**Reading passage**
FLASHNEWS:

PACRA Maintains Entity Ratings of Popular Sugar Mills Limited

Lahore, October 01, 2021 (PPI-OT): Pakistan’s sugar industry is the country’s 2nd largest agro-based industry, comprising 90 mills with an annual crushing capacity estimated ~65-70mln MT. The industry is trying to overcome the supply challenges. However, support price, set by considering the cost incurred by farmers, remains a constraint. During MY21, the overall sugar production increased by 15%, YoY, to 5.6mln MT (MY20: 4.9mln MT) due to better crop availability and an increase in area under cultivation. The recent surge in local sugar prices was registered by the demand-supply gap. Previously, the sales tax levied on sugar was increased to 17% (previously 8%,) charged on the PKR 60/KG price, which contributed to higher prices.

In the FY21 budget, a sales tax of 17% was proposed to be levied on the market retail price instead of PKR 60/kg. However, Government has allowed not to charge sales tax on market retail price till Nov-21. Moreover, in MY21 crushing season, the Government increased the support price of sugarcane to PKR 200 per maund (previously, it was increased to PKR 190 from PKR 180 per maund). Actual realized sugarcane prices at the mill gate were even higher. To meet the local demand and curb the hike in sugar prices, the Government planned to import 0.8mln MT of sugar. Out of this, 0.3mln MT has already been imported, till Jun-21. Lately, TCP approved to import another 0.1mln MT of sugar. Going forward, despite higher input costs, higher sugar prices are expected to remain favourable for millers.

**Material**
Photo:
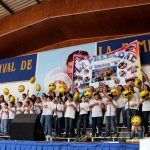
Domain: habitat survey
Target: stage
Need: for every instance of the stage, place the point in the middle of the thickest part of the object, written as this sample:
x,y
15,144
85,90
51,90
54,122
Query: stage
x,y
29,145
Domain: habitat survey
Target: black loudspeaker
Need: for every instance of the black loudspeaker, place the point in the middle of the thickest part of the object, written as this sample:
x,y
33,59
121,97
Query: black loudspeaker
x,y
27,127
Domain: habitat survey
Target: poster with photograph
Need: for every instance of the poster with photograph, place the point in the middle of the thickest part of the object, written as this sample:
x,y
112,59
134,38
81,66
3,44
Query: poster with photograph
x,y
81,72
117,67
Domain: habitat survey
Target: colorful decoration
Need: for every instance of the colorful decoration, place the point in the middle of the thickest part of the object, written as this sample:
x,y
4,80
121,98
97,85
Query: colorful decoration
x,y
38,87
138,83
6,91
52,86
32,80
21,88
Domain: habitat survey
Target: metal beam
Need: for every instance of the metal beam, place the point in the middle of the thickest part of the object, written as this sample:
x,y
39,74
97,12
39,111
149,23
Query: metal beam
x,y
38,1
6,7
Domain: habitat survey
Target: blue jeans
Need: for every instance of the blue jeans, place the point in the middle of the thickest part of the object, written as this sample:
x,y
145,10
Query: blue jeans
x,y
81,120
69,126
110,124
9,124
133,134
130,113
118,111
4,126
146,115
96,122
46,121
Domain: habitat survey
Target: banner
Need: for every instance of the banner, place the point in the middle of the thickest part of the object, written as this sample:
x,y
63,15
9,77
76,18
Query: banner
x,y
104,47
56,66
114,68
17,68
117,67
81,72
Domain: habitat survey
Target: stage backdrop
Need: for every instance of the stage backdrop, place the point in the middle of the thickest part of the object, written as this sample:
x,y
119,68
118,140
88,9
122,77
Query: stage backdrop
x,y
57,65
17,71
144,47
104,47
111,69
* * *
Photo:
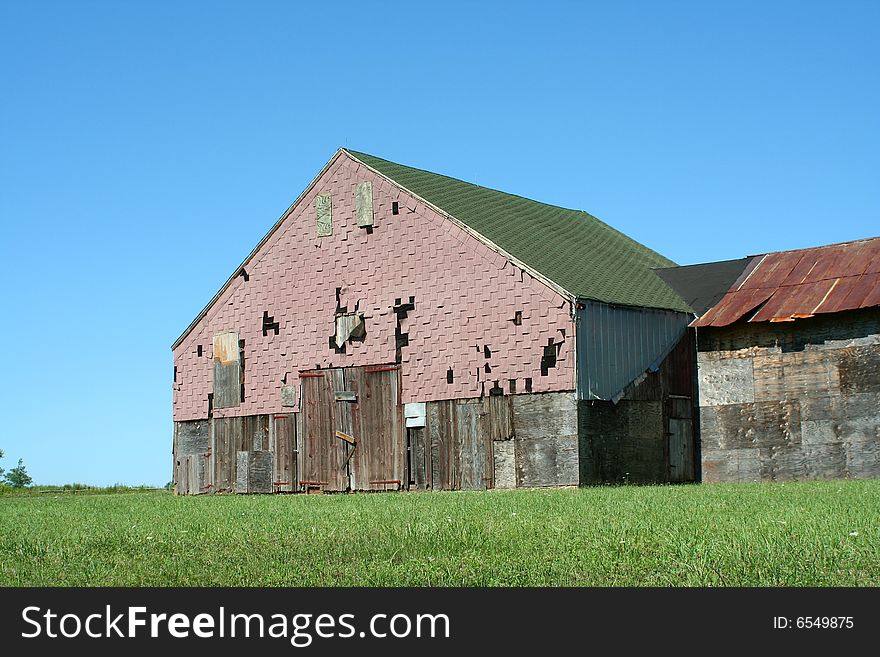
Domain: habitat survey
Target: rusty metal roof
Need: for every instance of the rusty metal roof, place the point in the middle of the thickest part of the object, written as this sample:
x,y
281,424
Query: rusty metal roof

**Requirement**
Output the part of the sugar industry release that opens with the words containing "Lahore, October 01, 2021" and closes with "to higher prices.", copying it word for word. The material above has no connection to the sugar industry release.

**Written response**
Lahore, October 01, 2021 (PPI-OT): Pakistan’s sugar industry is the country’s 2nd largest agro-based industry, comprising 90 mills with an annual crushing capacity estimated ~65-70mln MT. The industry is trying to overcome the supply challenges. However, support price, set by considering the cost incurred by farmers, remains a constraint. During MY21, the overall sugar production increased by 15%, YoY, to 5.6mln MT (MY20: 4.9mln MT) due to better crop availability and an increase in area under cultivation. The recent surge in local sugar prices was registered by the demand-supply gap. Previously, the sales tax levied on sugar was increased to 17% (previously 8%,) charged on the PKR 60/KG price, which contributed to higher prices.